== ASSIGNED TASK ==
Exact copies of all the entries are required.

== AVAILABLE RECORDS ==
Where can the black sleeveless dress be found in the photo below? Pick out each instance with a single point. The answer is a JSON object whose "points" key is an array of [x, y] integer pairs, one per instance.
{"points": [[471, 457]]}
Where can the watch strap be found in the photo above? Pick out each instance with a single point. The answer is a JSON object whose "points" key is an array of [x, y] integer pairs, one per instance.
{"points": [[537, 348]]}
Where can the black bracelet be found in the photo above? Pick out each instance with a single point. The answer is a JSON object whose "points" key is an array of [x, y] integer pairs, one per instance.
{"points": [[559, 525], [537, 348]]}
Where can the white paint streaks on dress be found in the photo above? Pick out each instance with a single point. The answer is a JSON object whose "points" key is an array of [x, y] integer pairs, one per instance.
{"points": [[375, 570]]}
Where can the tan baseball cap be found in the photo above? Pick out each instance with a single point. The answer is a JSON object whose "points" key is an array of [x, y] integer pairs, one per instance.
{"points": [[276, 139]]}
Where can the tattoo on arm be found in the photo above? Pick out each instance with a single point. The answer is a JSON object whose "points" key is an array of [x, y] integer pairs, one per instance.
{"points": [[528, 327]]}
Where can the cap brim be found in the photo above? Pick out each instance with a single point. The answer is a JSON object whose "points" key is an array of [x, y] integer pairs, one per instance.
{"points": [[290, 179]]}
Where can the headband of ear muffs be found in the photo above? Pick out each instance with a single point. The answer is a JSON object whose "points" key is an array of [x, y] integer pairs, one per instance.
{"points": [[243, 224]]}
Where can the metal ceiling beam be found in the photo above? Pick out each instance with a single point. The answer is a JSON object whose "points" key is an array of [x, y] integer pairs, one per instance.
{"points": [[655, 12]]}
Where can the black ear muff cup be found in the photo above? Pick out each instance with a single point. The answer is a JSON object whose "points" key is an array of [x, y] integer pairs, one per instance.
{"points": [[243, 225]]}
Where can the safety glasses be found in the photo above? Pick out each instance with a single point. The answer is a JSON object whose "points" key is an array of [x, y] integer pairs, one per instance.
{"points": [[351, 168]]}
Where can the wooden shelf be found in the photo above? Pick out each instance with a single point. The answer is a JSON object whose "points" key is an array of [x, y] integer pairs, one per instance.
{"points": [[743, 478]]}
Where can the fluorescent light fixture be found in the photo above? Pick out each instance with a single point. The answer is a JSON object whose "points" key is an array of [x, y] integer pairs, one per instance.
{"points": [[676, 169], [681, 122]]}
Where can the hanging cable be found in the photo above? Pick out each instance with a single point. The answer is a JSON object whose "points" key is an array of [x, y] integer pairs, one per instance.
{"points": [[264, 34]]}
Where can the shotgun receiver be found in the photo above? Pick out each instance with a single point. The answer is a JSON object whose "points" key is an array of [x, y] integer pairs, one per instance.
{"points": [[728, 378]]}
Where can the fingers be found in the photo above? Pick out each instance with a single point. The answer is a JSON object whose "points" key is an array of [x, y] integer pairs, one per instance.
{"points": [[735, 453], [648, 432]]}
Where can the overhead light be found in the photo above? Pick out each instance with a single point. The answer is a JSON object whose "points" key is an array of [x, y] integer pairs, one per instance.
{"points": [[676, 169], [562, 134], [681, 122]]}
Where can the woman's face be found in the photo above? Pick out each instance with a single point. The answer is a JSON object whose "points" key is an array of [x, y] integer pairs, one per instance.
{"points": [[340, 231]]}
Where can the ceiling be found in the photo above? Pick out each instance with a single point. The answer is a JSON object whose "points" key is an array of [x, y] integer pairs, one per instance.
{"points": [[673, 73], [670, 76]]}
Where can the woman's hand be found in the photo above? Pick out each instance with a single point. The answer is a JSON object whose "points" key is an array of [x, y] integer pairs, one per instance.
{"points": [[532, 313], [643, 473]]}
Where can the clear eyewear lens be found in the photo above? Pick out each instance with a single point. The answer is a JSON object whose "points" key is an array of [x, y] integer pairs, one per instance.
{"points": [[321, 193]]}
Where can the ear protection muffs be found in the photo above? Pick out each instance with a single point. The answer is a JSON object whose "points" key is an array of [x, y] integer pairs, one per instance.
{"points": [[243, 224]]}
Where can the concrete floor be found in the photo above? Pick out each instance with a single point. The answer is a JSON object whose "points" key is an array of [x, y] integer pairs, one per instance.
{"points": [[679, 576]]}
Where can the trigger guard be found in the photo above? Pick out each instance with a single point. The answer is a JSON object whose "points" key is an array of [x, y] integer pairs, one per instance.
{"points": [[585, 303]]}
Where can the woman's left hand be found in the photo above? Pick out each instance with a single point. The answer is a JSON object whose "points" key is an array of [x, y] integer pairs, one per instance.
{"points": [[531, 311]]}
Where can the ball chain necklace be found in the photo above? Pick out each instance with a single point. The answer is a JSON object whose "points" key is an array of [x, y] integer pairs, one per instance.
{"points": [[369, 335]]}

== WORKED SOLUTION ==
Where can the black sleeveless dress be found in the photo below? Pick out each instance with a single point. The answer is a JSON object whose "points" key is an array of [x, y] integer pairs, one per instance.
{"points": [[471, 457]]}
Where can the watch strap be found in the photo above? Pick out each instance with a single point. The answer is a JSON object whose "points" key is an array of [x, y] integer pairs, one per instance.
{"points": [[537, 348]]}
Where can the black bracelet be found in the photo above? Pick out each instance with a single point. The answer is a JSON object whose "points" key is an array of [x, y] integer pairs, one per instance.
{"points": [[559, 525], [537, 348]]}
Where can the white paint streaks on dress be found in the photo above? Pick out each instance with a single point. The answer is a JSON object whose "points" key is an array of [x, y] integer pairs, one per instance.
{"points": [[375, 570]]}
Where can the tan baseball cap be found in the photo above? Pick out each instance with a single point. The answer is a JSON object whose "points" key is an array of [x, y] integer pairs, one per instance.
{"points": [[276, 139]]}
Where can the tattoo on arm be found in the photo above? Pick out each instance with a single point. The answer is a JSON object whose "points" key is an array of [x, y] integer pairs, one per instance.
{"points": [[528, 327]]}
Where can the cap brim be found in the photo above? Pick out each instance with a single point. The answer is a JSON object whose "points" key is an array of [x, y] integer pairs, one per instance.
{"points": [[290, 179]]}
Where can the headband of ear muffs be found in the photo above? Pick out each instance with a single point. The answer is a JSON object whose "points" key is an array of [x, y] integer pairs, one per instance.
{"points": [[243, 224]]}
Where can the metal ceiling beam be found in the photo above? Pick out each instance with a single point. The answer is a JSON object whose "points" key is an array of [x, y] integer pairs, one per instance.
{"points": [[655, 12]]}
Where can the black ear muff cup be found in the photo above? Pick out each instance with a single point. The answer is a JSON object whose "points" key is an array of [x, y] integer pairs, one per instance.
{"points": [[243, 225]]}
Where can the safety glasses be found in the photo above? Pick out each instance with a single point. The answer is a JSON object whose "points" key is an array of [x, y] integer pairs, one per instance.
{"points": [[351, 168]]}
Where can the wooden shelf be found in the photo above? Pick out each instance with a single point. The answer is a JSON object whose "points" key is an array of [x, y] integer pairs, one per instance.
{"points": [[743, 478]]}
Where can the fluorescent light fixture be found in the photo above? Pick out each instance with a single point. The answer is a JSON object whose "points" key is an array of [x, y] integer pairs, one per instance.
{"points": [[676, 169], [681, 122]]}
Where can the hanging cable be found in the photo above? Pick out each instance with a single point. The answer is a JSON object whose "points" key is an array of [x, y] integer pairs, one per instance.
{"points": [[264, 34]]}
Where can the shotgun receiver be found in the photo above? Pick out each instance with a single point. The answer is a JSON object whose "points" key is an array of [x, y] integer pairs, one per instance.
{"points": [[728, 378]]}
Where can the fingers be found in the photo above? Pick out each instance with a single point. The answer is a JSON object whose "points" key is an array of [x, y] integer pairs, one per instance.
{"points": [[735, 453], [648, 432]]}
Where can the overhead light be found in the photo above? Pick out each instance with a single point. The answer is a JSON object whose "points" key is an array of [x, y] integer pairs, one per instance.
{"points": [[676, 169], [562, 134], [681, 122]]}
Where can the woman's face be found in the photo above? Pick out each instance with a single point. The answer is a JSON object whose "points" key is an array of [x, y] integer pairs, one per instance.
{"points": [[340, 231]]}
Where can the ceiling be found in the photo above? Pick out each instance with a single point. The answer is a JSON object whose "points" key is an array of [x, y] integer pairs, one per instance.
{"points": [[673, 73], [670, 76]]}
Where can the woman's hand be found in the photo above? Pick out each instance with a single point. The answer is a JSON object whose "points" key is an array of [x, y] integer pairs, one per instance.
{"points": [[532, 313], [643, 473]]}
Where can the clear eyewear lens be found in the photo above? Pick out each instance with a single point. The answer is a JSON object whose "points" key is an array of [x, y] integer pairs, one per instance.
{"points": [[321, 193]]}
Where can the ear protection muffs be found in the photo above? Pick out each instance with a single point. The answer is a JSON object whose "points" key is an array of [x, y] integer pairs, one per instance.
{"points": [[243, 224]]}
Where can the concrete floor be found in the photo above? Pick out each instance with a single point. The answer is a JSON object whose "points" key is an array of [x, y] integer pairs, one per instance.
{"points": [[679, 576]]}
Where can the trigger guard be found in the photo above? Pick out each instance with a single point. The answer is a JSON object whose "points" key is an array of [x, y] integer pairs, one per instance.
{"points": [[585, 303]]}
Where can the woman's left hand be found in the photo above? Pick out each instance with a single point. The answer is a JSON object whose "points" key is an array of [x, y] integer pairs, one per instance.
{"points": [[531, 311]]}
Where can the ball chain necklace be found in the photo above? Pick out each instance with a single point. The answer is a JSON object whose "points" key is an array of [x, y] integer pairs, one per instance.
{"points": [[369, 335]]}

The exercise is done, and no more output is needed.